** WHAT NEEDS TO BE DONE **
Revise the data below by changing every occurrence of "Target" to "Label". Keep all other text unchanged.

Point-based annotation data:
++++++++++
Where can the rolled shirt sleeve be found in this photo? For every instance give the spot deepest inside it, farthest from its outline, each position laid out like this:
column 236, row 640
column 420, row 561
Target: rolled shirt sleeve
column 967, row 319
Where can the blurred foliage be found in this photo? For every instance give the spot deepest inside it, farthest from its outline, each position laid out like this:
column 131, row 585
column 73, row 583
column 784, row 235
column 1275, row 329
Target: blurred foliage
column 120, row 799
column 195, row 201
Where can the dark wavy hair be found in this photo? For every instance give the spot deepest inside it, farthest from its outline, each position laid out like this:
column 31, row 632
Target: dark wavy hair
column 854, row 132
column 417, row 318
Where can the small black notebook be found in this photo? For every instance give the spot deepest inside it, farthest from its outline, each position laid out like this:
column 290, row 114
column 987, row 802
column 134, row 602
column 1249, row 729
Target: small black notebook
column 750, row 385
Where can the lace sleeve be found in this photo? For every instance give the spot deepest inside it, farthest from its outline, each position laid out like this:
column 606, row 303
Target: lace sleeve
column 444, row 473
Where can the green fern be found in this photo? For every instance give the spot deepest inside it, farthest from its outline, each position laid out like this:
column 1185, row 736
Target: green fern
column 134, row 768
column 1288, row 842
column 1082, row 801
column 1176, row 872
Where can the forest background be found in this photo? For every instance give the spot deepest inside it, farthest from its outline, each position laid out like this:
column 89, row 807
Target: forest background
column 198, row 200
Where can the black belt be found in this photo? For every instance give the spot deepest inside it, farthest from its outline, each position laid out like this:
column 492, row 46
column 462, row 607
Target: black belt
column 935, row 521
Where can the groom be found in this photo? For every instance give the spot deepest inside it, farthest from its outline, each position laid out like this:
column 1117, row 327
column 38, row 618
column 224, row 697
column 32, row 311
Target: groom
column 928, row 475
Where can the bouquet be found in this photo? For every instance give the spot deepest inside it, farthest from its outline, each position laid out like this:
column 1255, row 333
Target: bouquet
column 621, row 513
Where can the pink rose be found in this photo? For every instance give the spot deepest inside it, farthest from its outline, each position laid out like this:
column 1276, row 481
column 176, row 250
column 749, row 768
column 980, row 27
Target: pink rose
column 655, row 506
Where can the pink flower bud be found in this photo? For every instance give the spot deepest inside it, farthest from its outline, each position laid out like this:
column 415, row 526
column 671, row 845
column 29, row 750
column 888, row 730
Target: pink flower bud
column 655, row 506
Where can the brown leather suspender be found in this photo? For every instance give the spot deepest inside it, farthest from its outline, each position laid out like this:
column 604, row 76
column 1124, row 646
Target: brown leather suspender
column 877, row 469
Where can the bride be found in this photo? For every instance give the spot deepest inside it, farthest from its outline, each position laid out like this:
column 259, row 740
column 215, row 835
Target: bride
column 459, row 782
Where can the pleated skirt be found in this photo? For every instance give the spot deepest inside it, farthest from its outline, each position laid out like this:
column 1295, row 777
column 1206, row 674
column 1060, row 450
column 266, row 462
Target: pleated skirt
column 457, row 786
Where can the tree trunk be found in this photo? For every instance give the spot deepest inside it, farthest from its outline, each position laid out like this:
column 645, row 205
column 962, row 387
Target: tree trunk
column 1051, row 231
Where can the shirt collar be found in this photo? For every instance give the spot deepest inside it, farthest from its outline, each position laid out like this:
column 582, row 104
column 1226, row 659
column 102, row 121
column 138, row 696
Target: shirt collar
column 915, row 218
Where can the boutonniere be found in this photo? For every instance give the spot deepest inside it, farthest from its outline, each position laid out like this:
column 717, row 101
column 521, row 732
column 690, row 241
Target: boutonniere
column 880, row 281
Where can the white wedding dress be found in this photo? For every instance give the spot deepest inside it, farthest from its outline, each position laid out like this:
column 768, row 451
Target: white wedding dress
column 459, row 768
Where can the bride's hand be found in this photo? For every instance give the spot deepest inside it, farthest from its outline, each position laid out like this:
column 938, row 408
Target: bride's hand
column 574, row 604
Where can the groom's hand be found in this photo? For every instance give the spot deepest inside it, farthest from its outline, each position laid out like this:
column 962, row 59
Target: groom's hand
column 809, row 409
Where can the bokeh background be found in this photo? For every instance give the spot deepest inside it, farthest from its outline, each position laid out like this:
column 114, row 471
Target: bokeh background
++++++++++
** THE ANSWER **
Where can the rolled shirt sleeve be found in this photo? For every instance give the spot deepest inside it, farthest from its outline, each position laid out like this:
column 236, row 640
column 420, row 561
Label: rolled shirt sleeve
column 967, row 319
Where can the blurred foliage be found in this photo? For every instance give the spot deepest inside it, farthest from its outline, each position laid out like this:
column 131, row 585
column 73, row 583
column 784, row 235
column 1275, row 329
Label: blurred foliage
column 120, row 799
column 195, row 201
Where can the dark wavy hair be found in this photo? For every instance give the spot deepest inside it, farthest from its outline, each position laid out like this:
column 31, row 632
Label: dark wavy hair
column 854, row 132
column 417, row 318
Where can the small black notebook be found in this photo? For every instance give the spot deepest inside it, farthest from its outline, each position laid out like this:
column 290, row 114
column 987, row 802
column 134, row 602
column 1249, row 729
Label: small black notebook
column 750, row 385
Where can the lace sleeve be found in this photo? For every instance give the spot deepest inside it, farthest from its outline, each position laid out like this:
column 606, row 303
Label: lace sleeve
column 444, row 473
Where can the green fern be found in this photo? For every instance give the spot deepest inside it, farthest from its outline, each position laid out like this:
column 1185, row 736
Label: green fern
column 134, row 768
column 1288, row 842
column 1082, row 801
column 1176, row 872
Where can the forest background be found in this photo? For every instance give the spot deepest inside it, farthest from its outline, each position laid out like this:
column 89, row 807
Label: forest background
column 198, row 200
Where can the black belt be found in this photo? For every instance give the spot deepest inside it, farthest from its outline, each position laid out like this:
column 492, row 46
column 462, row 607
Label: black belt
column 935, row 521
Where can the groom be found in this photo? For every instance give the spot deepest inside it, farthest from its outline, each position laid out like this:
column 1117, row 327
column 38, row 618
column 224, row 697
column 32, row 311
Label: groom
column 928, row 475
Where can the bouquet be found in this photo? For every instance give the spot deepest inside it, farthest from its outline, each position laid out like this:
column 1255, row 333
Label: bouquet
column 621, row 513
Where can the pink rose be found in this photo? For every instance give the spot deepest inside it, farthest from its outline, each position laid out like this:
column 1276, row 481
column 176, row 250
column 749, row 768
column 980, row 27
Label: pink rose
column 655, row 506
Where can the pink flower bud be found in this photo? For every instance give the spot deepest inside it, farthest from its outline, each position laid out like this:
column 415, row 526
column 671, row 845
column 29, row 750
column 888, row 730
Label: pink flower bud
column 655, row 506
Where can the brown leather suspender be found in this photo? For every instance give the spot deepest inside it, farthest from its outline, each position laid out like this:
column 604, row 76
column 1124, row 646
Label: brown leather suspender
column 877, row 469
Where can the bride be found in this photo? For every instance give the spot deepest inside it, farthest from its outline, each position laid out like this:
column 259, row 740
column 215, row 835
Label: bride
column 459, row 782
Where can the pleated skirt be found in this photo? For every instance give the spot deepest inside it, farthest from its outline, each position laid out like this:
column 1295, row 777
column 1206, row 674
column 1060, row 450
column 266, row 462
Label: pleated skirt
column 457, row 786
Where can the tree trunk be found in this photo? For every instance give the spot deepest inside it, farthest from its outline, each position laid out like this:
column 645, row 205
column 962, row 387
Label: tree trunk
column 1051, row 231
Where can the shirt collar be found in this photo? For every instance give the spot deepest inside it, farthest from its outline, each position laid out like this:
column 582, row 104
column 1226, row 659
column 102, row 121
column 138, row 696
Label: shirt collar
column 915, row 218
Where can the boutonniere be found in this photo? For every instance give the spot deepest inside it, farthest from its outline, each position laid out like this:
column 717, row 101
column 521, row 732
column 690, row 241
Label: boutonniere
column 880, row 281
Where can the white wedding dress be found in this photo? For every instance give the spot deepest inside it, farthest from its outline, each position laid out like this:
column 768, row 451
Label: white wedding dress
column 459, row 768
Where can the bride's hand be found in this photo? For every instance give the spot deepest inside it, farthest from its outline, each position laid out like this:
column 938, row 408
Label: bride's hand
column 574, row 604
Where can the groom's hand be found in this photo? For every instance give the spot deepest inside it, farthest from its outline, each position laid out like this:
column 962, row 59
Label: groom's hand
column 809, row 409
Where can the bokeh background be found in this photo? For every instance give the spot deepest inside it, farthest from its outline, each position laid out like this:
column 114, row 471
Label: bokeh background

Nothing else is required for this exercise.